==== Records shown

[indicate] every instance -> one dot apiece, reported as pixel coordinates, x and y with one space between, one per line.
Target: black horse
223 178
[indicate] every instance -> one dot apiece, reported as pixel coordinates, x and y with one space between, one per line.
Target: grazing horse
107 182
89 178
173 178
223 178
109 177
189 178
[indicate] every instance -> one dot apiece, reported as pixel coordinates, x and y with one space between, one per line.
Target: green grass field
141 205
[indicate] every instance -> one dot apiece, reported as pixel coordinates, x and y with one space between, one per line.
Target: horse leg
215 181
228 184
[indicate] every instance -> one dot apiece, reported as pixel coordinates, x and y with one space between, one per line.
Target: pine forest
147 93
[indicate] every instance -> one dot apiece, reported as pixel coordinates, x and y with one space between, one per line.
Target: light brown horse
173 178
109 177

========

Pull out each line in the items above that contains the word "Target", and copy those lines.

Target: black horse
Target: grazing horse
Target: green grass field
Target: horse leg
Target: pine forest
Target: light brown horse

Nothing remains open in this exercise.